> _PROBLEM TO SOLVE_: From the records below, copy each line in which the string "above" occurs.

=== SUPPLIED RECORDS ===

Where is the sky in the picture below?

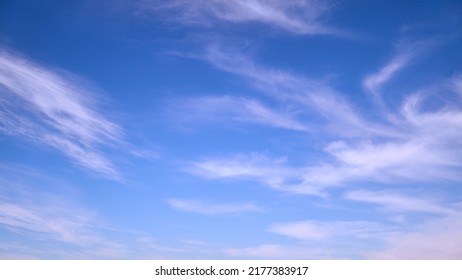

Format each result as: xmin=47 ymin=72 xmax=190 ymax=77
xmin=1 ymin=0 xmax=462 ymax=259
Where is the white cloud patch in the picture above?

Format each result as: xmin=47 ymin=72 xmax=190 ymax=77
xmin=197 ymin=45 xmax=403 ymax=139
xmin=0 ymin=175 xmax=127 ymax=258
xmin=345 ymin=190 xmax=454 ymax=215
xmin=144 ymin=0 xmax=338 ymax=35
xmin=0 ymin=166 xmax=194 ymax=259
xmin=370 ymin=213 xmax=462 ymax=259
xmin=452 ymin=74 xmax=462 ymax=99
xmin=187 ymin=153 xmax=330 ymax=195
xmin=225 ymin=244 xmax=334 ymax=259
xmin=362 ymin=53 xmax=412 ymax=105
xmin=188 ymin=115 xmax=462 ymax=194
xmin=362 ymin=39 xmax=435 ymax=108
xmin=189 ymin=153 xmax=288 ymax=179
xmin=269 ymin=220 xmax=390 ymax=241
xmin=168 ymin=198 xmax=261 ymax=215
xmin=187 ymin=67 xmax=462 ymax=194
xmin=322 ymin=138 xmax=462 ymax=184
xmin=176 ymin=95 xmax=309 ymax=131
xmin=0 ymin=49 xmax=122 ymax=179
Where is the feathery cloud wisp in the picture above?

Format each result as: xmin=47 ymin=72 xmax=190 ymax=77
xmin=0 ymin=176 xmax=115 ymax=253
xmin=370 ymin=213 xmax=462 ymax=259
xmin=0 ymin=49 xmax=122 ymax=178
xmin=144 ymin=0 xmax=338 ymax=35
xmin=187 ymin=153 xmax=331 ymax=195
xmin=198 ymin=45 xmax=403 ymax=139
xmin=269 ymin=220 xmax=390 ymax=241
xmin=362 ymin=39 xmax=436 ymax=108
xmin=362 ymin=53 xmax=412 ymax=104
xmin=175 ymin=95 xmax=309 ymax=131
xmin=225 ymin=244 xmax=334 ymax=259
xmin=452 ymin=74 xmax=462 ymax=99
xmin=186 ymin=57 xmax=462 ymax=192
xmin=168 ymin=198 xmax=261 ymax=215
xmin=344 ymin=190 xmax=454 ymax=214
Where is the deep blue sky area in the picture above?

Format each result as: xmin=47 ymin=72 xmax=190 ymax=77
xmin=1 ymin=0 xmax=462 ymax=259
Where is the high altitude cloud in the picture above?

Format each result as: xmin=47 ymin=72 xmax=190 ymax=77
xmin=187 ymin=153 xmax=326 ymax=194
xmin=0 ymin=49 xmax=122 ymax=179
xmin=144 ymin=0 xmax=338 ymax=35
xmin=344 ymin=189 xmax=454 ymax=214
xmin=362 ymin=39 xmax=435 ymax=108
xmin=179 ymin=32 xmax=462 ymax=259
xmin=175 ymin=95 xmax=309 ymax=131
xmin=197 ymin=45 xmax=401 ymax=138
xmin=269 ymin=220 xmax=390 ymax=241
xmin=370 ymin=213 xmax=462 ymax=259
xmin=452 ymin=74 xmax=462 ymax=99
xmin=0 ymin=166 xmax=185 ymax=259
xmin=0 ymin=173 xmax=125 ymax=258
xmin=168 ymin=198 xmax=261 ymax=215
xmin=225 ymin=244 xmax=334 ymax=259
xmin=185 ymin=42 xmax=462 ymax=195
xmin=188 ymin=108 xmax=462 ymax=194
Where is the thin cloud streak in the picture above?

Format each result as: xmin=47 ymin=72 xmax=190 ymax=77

===

> _REPLY_:
Where is the white cloud patch in the picture above?
Where is the feathery cloud wisp in the picture above?
Where is the deep blue sky area in the picture above?
Where is the high altitude cloud in the picture above?
Where is the thin cloud streak in the picture above?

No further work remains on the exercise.